→ **Exercise description**
All the data below goes into the copy word for word, but the pictures don't.

Raw records:
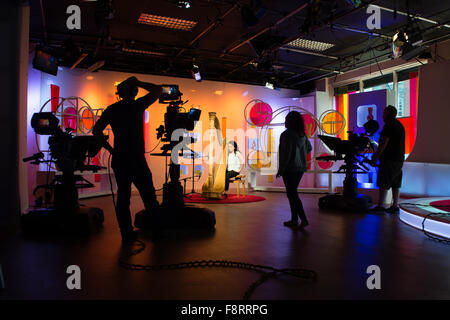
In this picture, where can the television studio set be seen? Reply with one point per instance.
(225, 159)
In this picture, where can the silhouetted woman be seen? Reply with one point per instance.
(292, 163)
(235, 162)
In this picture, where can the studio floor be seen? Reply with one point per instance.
(339, 246)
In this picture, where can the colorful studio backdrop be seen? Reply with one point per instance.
(253, 117)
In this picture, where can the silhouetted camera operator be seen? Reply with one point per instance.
(391, 152)
(128, 155)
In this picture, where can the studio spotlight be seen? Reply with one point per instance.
(196, 73)
(270, 85)
(184, 4)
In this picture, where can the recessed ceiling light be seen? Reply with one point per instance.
(129, 50)
(310, 44)
(166, 22)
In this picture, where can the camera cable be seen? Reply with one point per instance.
(267, 271)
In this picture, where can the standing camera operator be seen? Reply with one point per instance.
(391, 152)
(128, 155)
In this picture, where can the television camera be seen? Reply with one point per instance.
(351, 151)
(173, 211)
(174, 120)
(68, 153)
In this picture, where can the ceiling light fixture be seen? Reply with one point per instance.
(310, 44)
(196, 73)
(184, 4)
(153, 53)
(166, 22)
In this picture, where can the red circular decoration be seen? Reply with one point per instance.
(70, 118)
(260, 114)
(325, 165)
(310, 124)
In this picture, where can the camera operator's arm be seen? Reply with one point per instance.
(97, 131)
(284, 153)
(154, 93)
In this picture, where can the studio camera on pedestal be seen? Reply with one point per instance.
(351, 151)
(60, 211)
(175, 135)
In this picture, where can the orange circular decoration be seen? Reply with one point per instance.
(260, 114)
(258, 160)
(310, 124)
(332, 122)
(325, 165)
(87, 119)
(69, 117)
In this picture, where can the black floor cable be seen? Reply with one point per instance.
(267, 271)
(436, 214)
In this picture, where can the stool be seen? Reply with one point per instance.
(239, 179)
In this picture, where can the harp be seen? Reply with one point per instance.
(214, 186)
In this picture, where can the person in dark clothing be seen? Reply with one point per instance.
(391, 152)
(235, 163)
(292, 164)
(128, 155)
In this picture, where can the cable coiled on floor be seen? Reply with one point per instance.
(267, 271)
(438, 214)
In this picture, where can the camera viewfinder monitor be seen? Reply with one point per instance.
(45, 62)
(169, 93)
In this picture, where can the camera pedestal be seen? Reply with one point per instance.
(82, 221)
(351, 200)
(357, 203)
(186, 217)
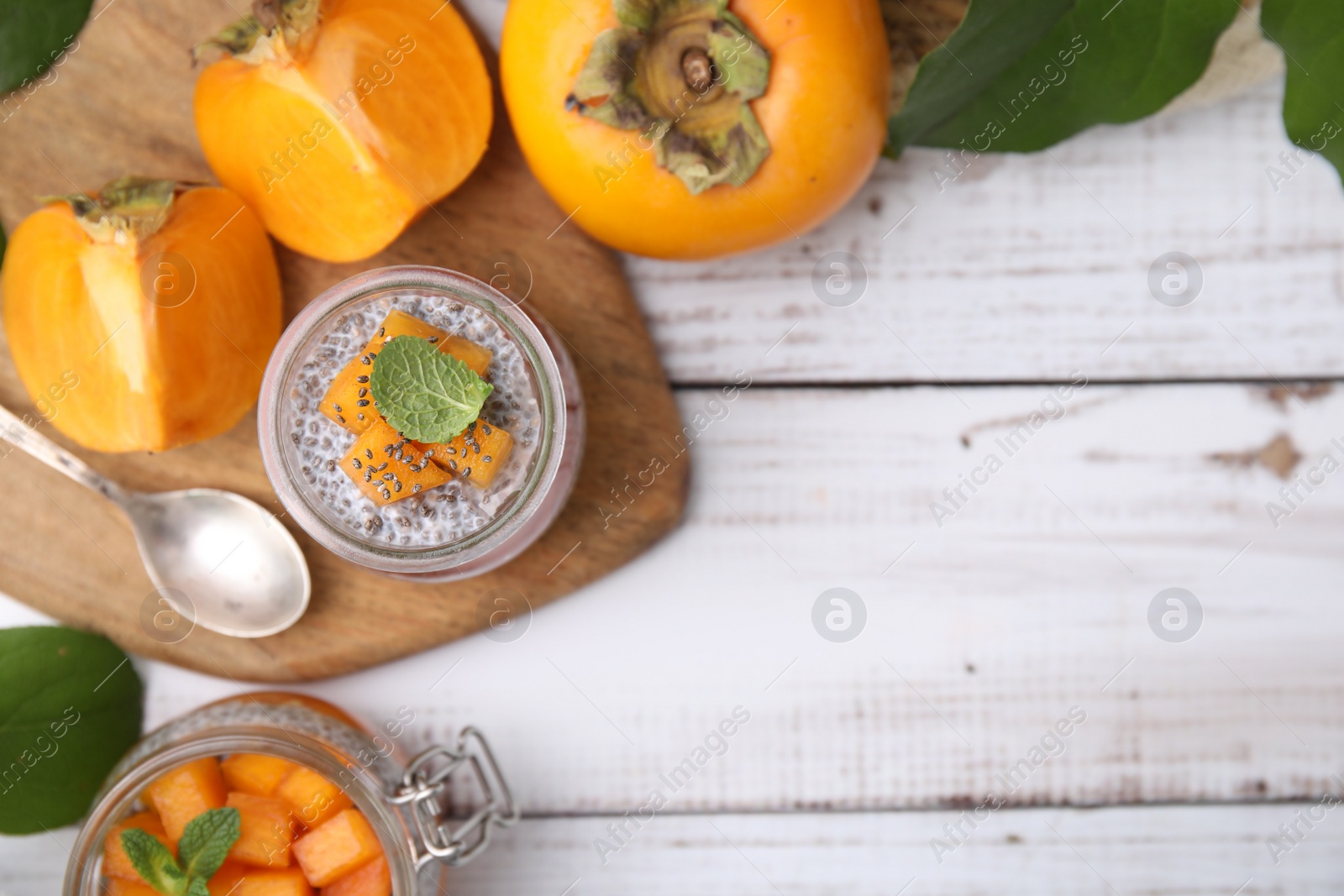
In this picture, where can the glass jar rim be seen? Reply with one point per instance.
(360, 785)
(538, 356)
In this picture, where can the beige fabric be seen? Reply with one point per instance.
(1242, 60)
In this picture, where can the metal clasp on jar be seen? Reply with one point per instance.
(425, 792)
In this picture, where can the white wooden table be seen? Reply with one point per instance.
(1030, 600)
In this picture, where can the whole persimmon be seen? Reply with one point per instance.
(140, 317)
(696, 128)
(342, 121)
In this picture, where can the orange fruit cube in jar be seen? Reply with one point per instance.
(336, 848)
(386, 468)
(265, 831)
(114, 860)
(476, 454)
(186, 792)
(223, 882)
(281, 882)
(349, 387)
(311, 797)
(255, 774)
(120, 887)
(374, 879)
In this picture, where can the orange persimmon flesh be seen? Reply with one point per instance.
(123, 372)
(225, 880)
(186, 792)
(336, 848)
(824, 114)
(266, 831)
(477, 454)
(123, 887)
(342, 140)
(255, 773)
(386, 476)
(311, 797)
(374, 879)
(114, 860)
(349, 387)
(255, 882)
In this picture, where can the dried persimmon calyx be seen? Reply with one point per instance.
(682, 73)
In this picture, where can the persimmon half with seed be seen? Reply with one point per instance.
(342, 121)
(696, 128)
(151, 305)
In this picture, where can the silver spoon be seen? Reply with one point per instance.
(232, 567)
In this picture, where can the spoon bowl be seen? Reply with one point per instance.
(241, 571)
(219, 559)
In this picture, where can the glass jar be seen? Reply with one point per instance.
(428, 537)
(416, 806)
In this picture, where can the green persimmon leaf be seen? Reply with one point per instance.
(425, 394)
(1099, 62)
(34, 34)
(71, 707)
(154, 862)
(1312, 36)
(994, 35)
(207, 840)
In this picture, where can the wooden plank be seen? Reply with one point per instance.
(980, 637)
(94, 577)
(1164, 851)
(1026, 268)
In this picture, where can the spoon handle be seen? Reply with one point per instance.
(18, 432)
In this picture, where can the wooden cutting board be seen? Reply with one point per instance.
(121, 103)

→ **Solution to this task**
In this picture, where can the television studio set be seen? Reply with one point per instance.
(225, 159)
In this picture, where can the silhouetted woman be seen? Reply with one point per instance.
(292, 163)
(235, 162)
In this picture, where can the studio floor be seen? Reply with one point per instance.
(339, 246)
In this picture, where can the colorful studio backdrop be seen? Reply with one point per instance.
(253, 117)
In this picture, where can the silhouetted camera operator be seen? Reply with one point per instance.
(391, 152)
(128, 155)
In this picture, where can the studio spotlight be seen? Reply with one point per instance.
(196, 73)
(270, 85)
(184, 4)
In this picture, where can the recessed ceiling light be seen? Reply with one point per instance.
(129, 50)
(310, 44)
(166, 22)
In this picture, where can the camera cable be seen? Reply with one point per instance.
(267, 271)
In this picture, where can the standing camera operator be seen? Reply with one point per instance.
(391, 152)
(128, 155)
In this picture, where can the television camera be seen? Reply with one point per instance.
(351, 151)
(173, 211)
(174, 120)
(68, 153)
In this picture, where can the ceiling light fixture be seen? Reply with one point per instance.
(310, 44)
(196, 73)
(184, 4)
(153, 53)
(166, 22)
In this picture, where can the red circular decoration be seen? Reply with one point per instance.
(70, 118)
(260, 114)
(325, 165)
(310, 124)
In this picture, where can the camera operator's arm be seen? Reply with one point per instance.
(97, 131)
(284, 153)
(154, 93)
In this picture, where can the studio camera on pedestal be seen? Reply with one point per instance.
(351, 151)
(60, 211)
(175, 135)
In this picture, where can the orange circular decoration be seen? Reply with one point per instance.
(260, 114)
(258, 160)
(310, 124)
(332, 122)
(325, 165)
(87, 119)
(69, 117)
In this picture, where can the black floor cable be seen? Reply with one point per instance.
(267, 271)
(436, 214)
In this picture, where can the stool be seen? Reply with one point per instance.
(239, 179)
In this picture, where can the harp be seen? Reply with one point per instance.
(214, 186)
In this picture, where can the person in dark clothing be seen? Reply with one point per instance.
(391, 152)
(235, 163)
(292, 164)
(128, 155)
In this picture, where can the cable coiled on floor be seen? Reply with one point per instance.
(267, 271)
(438, 214)
In this picture, where can the camera viewfinder monitor be seen? Reply with one point per instance.
(45, 62)
(169, 93)
In this picture, where can the camera pedestal be seen? Reply with one point per instance.
(82, 221)
(351, 200)
(357, 203)
(186, 217)
In this picture, where can the glass jar rim be seen? Reply with one point per instance.
(360, 785)
(538, 356)
In this picture, where can the beige fabric be seen? Reply with one point per instance.
(1242, 60)
In this picture, where can the metal clasp on jar be seen? Reply with one point per instance.
(425, 792)
In this picture, where can the white wooden table be seen? Reply with one point per instance.
(1030, 600)
In this picture, where can the whole persimmon be seen? Reply with one point per instance.
(140, 317)
(696, 128)
(342, 121)
In this picture, where can the orange fruit cube in jar be seen? Reply with one point per instance.
(336, 848)
(386, 468)
(265, 831)
(114, 860)
(476, 454)
(186, 792)
(223, 882)
(281, 882)
(349, 387)
(311, 797)
(255, 774)
(120, 887)
(374, 879)
In this picture, where can the orange persimmon flesh be seen? Reply with one point per instance.
(123, 372)
(225, 880)
(186, 792)
(336, 848)
(824, 114)
(266, 831)
(477, 454)
(123, 887)
(342, 140)
(255, 773)
(386, 476)
(311, 797)
(374, 879)
(114, 860)
(349, 387)
(255, 882)
In this picture, where can the dried persimmon calyx be seen? Reply with one point per instance.
(682, 73)
In this picture, where can the persimmon half with seed be seen? Reply with one point per instance.
(342, 121)
(696, 128)
(151, 305)
In this picture, where can the silver spoon be seen? Reply with one point per instance.
(232, 567)
In this picture, where can the spoon bowl be seen? Reply with one point per instance.
(241, 571)
(219, 559)
In this picture, where can the glass jar be seen? Reply with one point per instance.
(428, 537)
(416, 806)
In this picture, where can the green persimmon leaf be seen? Reply with one point per instance.
(425, 394)
(1099, 62)
(34, 34)
(71, 707)
(154, 862)
(1312, 36)
(994, 35)
(207, 840)
In this picture, where can the wooden plank be seen? Reply with one point per instance.
(980, 637)
(94, 577)
(1164, 851)
(1026, 268)
In this picture, where can the spoon handle be seen? Reply with one point per instance.
(18, 432)
In this picture, where can the wooden cutting board be seen? Reply with one point per instance.
(121, 103)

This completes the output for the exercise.